# [DOCUMENT SECTION]
►
求助

koukou8617

高手能不能提供完整的步骤阿
1。Suppose G and H are groups. Consider the set G x H under the binary operation •defined by  (g_1, h_1) •(g_2,h_2) = (g_1g_2, h_1h_2)
where g_1, g_2 ∈G and h_1, h_2 ∈ H
(a) Prove that G x H is a group under the operation •
(b) Prove that G x H is isomorphic to H x G.
(c) Prove that G x{1_H} is isomorphic to G, where 1_H is the identity element of H.
(d) Prove that (G x{1_H})is normal subgroup of (G x H).
(e) Prove that (G x H)/( G x{1_H}) is isomorphic to H.

2。Given G a group, let G x G be the group under the operation • defined  (g_1, g_1) •(g_2,g_2) = (g_1g_2, g_1g_2)
Set Δ_G = {(g; g) : g ∈G} belongs to G x G.
(a) Prove that Δ_G is isomorphic to G
(b) Prove thatΔ_G is normal subgroup to G x G if and only if G is abelian.
◄
(Lines of data)
►
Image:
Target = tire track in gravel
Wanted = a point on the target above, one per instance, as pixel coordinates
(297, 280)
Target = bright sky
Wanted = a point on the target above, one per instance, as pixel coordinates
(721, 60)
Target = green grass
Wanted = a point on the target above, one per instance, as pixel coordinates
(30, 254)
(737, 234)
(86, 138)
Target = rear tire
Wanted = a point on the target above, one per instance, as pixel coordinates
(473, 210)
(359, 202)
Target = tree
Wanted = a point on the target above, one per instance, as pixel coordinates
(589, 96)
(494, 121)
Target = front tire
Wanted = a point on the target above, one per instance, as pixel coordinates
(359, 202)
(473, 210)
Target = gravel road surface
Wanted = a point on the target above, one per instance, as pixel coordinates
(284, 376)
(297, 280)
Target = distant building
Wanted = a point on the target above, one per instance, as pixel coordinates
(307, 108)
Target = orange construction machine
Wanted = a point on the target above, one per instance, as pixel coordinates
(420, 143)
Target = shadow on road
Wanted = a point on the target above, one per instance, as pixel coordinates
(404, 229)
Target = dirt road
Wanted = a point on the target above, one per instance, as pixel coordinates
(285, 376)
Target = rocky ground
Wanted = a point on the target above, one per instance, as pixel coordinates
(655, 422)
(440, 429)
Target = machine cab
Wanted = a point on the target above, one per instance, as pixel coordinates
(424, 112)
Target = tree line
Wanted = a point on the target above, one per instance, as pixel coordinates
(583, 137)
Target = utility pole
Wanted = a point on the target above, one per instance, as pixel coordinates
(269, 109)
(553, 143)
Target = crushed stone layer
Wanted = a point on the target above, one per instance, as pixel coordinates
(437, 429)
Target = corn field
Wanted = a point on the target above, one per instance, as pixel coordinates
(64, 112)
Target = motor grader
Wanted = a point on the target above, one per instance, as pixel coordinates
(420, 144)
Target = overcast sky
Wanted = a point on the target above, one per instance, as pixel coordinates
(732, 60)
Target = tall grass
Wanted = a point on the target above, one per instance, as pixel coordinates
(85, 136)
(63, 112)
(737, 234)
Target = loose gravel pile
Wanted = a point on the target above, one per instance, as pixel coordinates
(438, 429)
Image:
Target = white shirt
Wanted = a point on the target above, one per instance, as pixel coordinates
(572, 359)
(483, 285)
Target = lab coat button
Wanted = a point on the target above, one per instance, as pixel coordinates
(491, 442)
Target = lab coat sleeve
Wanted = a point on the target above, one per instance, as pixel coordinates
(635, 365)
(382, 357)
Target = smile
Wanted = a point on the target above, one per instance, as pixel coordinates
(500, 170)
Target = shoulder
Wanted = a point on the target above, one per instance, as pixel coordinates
◄
# [TO-DO LIST]
(1) Scale the rows beginning with the row that contains "Target = lab coat sleeve" and going on through the end of the rows. Write out every one of those rows again, requests included, with each pixel coordinate multiplied by 1.7 and rounded to a whole number, halves rounded up.
(2) Write the next part of the group theory problem post, following on after its last line.

# [FINAL RESULTS]
(1)
Target = lab coat sleeve
Wanted = a point on the target above, one per instance, as pixel coordinates
(1080, 621)
(649, 607)
Target = smile
Wanted = a point on the target above, one per instance, as pixel coordinates
(850, 289)
Target = shoulder
Wanted = a point on the target above, one per instance, as pixel coordinates

(2)
3。Let C^x denote the set of all non-zero complex numbers under multiplication. (Recall that a complex number is of the form a + bi, where a and b are real numbers and i is defined by the relation i^2 = -1.) Define the map phi : C^x C^x  by phi(z) = z/|z|
(a) Prove that phi is a homomorphism.
(b) What is the image of phi? Describe it geometrically.
(c) What is the kernel of phi?
(d) Let R_>0 denote the group of positive real under multiplication, and let S^1 be the group{z∈C^x : |z |= 1}
under multiplication. Prove that C^x/R_>0 is isomorphic to S^1
.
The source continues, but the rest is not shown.